== What this task involves ==
Show all lines below holding the string "post".

== Provided records ==

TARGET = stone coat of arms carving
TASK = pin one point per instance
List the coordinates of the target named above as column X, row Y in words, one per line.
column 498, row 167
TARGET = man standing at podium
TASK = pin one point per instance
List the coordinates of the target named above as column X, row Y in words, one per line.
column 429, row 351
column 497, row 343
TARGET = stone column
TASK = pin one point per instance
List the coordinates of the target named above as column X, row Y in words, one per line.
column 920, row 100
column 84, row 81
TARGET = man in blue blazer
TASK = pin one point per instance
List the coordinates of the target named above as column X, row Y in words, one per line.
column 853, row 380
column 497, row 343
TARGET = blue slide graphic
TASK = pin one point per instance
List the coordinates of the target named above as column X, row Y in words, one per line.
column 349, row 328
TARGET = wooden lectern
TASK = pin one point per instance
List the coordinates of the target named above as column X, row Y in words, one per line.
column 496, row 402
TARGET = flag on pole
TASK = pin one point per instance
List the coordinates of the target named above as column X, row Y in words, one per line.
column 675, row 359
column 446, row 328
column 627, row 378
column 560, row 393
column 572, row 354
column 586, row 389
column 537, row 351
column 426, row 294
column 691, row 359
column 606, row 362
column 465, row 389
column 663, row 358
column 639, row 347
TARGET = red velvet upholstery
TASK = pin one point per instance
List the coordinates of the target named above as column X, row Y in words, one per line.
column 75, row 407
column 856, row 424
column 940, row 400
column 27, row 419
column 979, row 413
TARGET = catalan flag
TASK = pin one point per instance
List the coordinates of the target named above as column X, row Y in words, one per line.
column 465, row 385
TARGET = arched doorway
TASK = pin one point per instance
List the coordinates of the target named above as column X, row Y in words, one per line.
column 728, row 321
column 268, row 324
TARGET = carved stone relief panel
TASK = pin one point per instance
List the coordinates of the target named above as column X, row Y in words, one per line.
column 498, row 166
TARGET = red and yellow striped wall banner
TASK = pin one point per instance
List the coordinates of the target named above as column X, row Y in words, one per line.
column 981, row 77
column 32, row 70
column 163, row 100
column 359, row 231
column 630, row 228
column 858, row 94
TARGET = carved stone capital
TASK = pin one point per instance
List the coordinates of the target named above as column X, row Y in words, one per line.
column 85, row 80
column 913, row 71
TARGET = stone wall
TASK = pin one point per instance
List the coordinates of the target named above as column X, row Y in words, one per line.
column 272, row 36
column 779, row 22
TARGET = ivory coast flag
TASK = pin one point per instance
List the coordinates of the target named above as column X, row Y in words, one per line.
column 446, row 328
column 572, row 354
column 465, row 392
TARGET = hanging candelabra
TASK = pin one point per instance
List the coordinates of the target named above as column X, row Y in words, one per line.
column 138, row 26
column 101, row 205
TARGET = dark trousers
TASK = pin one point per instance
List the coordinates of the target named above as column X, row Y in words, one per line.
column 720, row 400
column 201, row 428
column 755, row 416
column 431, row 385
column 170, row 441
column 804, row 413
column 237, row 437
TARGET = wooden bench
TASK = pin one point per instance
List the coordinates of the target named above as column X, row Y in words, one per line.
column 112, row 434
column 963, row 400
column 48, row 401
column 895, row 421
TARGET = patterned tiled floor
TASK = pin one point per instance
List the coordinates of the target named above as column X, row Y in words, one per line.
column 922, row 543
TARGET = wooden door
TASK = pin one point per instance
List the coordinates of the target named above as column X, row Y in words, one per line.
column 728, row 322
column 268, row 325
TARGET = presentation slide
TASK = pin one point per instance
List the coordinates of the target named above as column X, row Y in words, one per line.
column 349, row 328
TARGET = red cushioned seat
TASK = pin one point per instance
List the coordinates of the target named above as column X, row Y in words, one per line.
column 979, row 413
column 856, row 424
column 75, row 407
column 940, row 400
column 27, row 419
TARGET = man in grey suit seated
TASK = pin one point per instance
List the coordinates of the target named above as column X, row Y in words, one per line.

* * *

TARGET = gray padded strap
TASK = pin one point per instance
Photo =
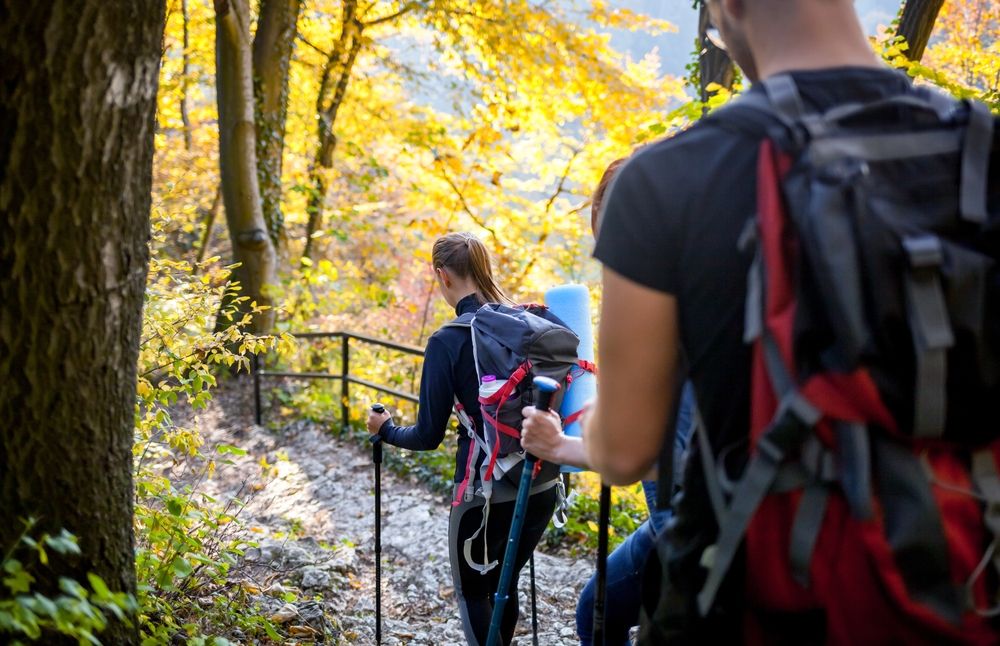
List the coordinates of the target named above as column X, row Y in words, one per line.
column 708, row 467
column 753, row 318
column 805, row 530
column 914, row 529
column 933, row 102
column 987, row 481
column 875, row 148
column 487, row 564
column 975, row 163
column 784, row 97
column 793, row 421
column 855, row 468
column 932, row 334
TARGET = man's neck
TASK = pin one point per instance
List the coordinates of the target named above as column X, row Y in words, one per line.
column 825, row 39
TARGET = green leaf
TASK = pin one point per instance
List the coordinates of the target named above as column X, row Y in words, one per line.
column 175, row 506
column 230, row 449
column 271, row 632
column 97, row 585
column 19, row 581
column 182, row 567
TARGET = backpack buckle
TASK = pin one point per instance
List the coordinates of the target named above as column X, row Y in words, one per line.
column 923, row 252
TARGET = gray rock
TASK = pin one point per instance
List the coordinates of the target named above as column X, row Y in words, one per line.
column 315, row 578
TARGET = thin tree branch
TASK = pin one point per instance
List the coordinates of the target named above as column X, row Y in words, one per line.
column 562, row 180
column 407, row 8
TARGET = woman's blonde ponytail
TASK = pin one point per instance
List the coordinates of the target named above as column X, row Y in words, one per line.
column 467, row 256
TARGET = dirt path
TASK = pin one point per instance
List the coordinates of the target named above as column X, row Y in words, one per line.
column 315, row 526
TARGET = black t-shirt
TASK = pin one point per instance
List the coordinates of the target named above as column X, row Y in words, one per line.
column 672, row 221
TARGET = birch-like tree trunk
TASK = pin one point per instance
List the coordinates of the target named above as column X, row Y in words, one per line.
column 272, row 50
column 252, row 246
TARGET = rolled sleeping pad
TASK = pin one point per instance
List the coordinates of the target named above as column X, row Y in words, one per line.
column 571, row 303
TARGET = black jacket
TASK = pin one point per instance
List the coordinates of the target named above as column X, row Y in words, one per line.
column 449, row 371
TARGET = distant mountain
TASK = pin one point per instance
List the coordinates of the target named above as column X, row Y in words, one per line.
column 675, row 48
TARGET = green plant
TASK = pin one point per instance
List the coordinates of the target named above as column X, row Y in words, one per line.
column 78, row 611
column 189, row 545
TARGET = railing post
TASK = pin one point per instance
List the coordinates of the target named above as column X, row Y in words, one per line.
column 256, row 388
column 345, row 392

==

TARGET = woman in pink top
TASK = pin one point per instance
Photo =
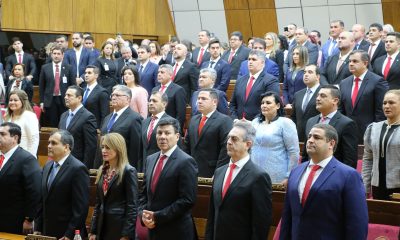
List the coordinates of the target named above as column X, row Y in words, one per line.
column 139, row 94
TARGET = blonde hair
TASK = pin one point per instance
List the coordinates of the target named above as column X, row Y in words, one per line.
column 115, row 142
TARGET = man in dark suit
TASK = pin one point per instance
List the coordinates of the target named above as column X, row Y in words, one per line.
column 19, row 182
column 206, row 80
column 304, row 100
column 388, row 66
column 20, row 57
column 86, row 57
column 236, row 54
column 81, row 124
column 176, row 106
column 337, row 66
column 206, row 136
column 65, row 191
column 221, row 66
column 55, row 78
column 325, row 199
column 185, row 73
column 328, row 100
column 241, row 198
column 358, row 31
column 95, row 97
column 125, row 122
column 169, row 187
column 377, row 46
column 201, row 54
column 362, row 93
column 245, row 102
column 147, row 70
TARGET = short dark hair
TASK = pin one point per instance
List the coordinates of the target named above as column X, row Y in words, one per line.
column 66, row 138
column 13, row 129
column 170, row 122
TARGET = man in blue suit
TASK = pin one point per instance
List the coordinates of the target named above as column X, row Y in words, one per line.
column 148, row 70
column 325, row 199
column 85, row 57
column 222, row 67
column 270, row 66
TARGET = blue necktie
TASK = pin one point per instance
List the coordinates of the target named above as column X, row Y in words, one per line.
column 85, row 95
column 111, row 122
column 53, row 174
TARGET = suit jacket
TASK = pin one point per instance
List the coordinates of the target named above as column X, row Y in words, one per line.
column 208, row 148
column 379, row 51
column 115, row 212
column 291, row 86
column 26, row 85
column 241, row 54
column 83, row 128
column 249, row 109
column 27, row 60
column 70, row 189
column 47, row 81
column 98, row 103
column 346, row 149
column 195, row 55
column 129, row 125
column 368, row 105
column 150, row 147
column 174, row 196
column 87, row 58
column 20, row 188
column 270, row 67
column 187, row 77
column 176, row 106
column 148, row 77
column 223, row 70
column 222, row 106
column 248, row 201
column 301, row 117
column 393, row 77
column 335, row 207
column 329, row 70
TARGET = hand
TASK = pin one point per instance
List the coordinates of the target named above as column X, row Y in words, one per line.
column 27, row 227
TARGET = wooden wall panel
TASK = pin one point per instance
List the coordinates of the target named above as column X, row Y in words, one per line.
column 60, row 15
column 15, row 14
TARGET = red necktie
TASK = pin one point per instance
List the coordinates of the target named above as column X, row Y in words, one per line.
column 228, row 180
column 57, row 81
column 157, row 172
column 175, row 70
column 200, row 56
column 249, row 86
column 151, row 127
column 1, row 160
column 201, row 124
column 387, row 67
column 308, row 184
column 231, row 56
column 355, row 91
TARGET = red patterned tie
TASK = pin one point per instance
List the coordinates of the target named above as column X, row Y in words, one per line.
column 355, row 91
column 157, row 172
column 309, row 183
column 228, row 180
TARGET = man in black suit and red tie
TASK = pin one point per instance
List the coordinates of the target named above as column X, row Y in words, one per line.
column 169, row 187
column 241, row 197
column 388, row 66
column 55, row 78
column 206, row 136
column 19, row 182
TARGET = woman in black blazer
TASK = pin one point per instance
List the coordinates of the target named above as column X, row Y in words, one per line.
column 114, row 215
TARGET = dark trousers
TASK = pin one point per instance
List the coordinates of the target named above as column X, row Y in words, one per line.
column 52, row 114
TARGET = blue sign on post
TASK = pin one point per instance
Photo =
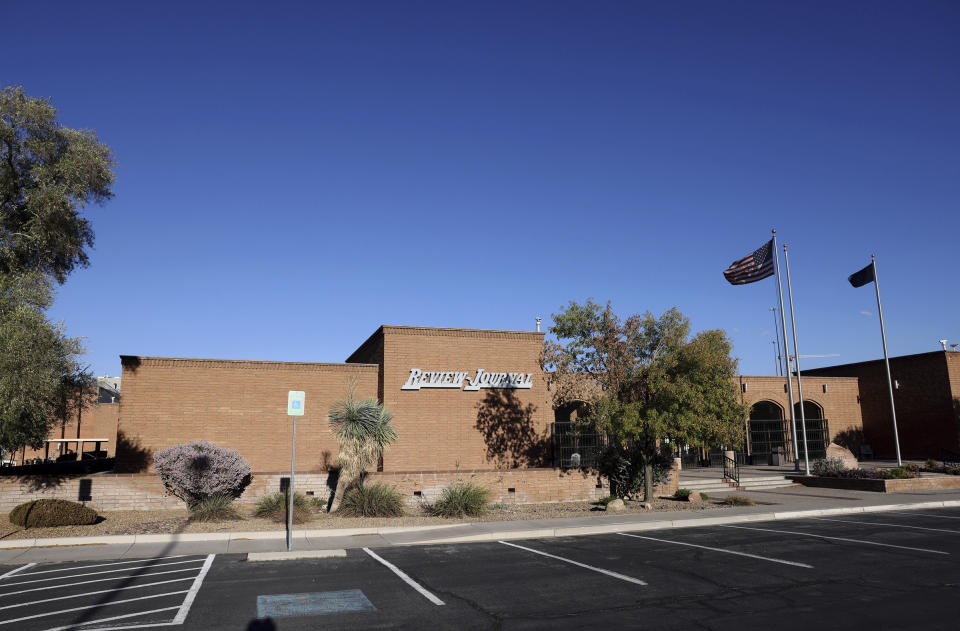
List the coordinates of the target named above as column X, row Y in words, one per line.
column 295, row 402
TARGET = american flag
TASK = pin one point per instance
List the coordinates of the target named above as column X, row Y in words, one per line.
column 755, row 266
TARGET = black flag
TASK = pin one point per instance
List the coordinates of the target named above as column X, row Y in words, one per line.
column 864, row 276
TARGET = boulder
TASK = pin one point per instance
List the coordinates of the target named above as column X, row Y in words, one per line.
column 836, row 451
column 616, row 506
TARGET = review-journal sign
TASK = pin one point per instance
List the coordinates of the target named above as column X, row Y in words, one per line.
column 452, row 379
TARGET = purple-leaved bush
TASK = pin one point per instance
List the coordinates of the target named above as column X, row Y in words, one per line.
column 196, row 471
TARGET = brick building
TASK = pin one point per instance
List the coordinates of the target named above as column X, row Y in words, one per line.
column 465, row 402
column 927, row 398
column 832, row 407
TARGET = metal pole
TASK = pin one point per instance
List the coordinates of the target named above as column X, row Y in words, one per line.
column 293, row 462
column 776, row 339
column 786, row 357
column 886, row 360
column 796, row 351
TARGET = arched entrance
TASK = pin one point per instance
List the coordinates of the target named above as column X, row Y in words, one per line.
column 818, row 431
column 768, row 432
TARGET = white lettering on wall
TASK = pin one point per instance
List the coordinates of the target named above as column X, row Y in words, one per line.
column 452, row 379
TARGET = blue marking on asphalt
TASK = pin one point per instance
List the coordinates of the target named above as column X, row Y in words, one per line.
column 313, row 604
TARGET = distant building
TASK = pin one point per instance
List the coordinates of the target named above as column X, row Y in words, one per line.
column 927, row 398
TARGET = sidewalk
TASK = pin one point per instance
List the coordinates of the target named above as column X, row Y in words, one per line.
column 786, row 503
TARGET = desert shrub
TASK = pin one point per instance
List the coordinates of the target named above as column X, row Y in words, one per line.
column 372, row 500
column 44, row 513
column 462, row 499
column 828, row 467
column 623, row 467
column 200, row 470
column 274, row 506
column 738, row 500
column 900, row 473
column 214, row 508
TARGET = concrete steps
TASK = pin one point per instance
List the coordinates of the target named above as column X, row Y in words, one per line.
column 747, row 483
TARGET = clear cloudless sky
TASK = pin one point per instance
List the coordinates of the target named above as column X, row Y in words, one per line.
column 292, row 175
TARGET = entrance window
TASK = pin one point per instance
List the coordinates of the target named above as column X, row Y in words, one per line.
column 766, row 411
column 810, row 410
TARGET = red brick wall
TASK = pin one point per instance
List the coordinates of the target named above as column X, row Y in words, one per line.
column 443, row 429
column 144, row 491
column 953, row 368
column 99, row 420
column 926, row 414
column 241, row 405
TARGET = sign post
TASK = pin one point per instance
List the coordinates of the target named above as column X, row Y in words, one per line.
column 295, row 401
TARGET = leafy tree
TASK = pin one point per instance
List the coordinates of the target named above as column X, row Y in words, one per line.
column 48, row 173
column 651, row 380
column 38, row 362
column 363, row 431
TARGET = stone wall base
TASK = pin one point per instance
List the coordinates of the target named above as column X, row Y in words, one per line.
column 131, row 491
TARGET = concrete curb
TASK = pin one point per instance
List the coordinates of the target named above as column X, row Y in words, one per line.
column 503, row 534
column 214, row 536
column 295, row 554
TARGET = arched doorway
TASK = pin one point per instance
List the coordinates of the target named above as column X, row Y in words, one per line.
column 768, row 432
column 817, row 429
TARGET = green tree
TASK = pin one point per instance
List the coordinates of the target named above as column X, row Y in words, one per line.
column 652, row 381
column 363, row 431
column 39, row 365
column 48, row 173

== Written answer ==
TARGET = railing post
TARGET = blue sign on post
TARGET = sign post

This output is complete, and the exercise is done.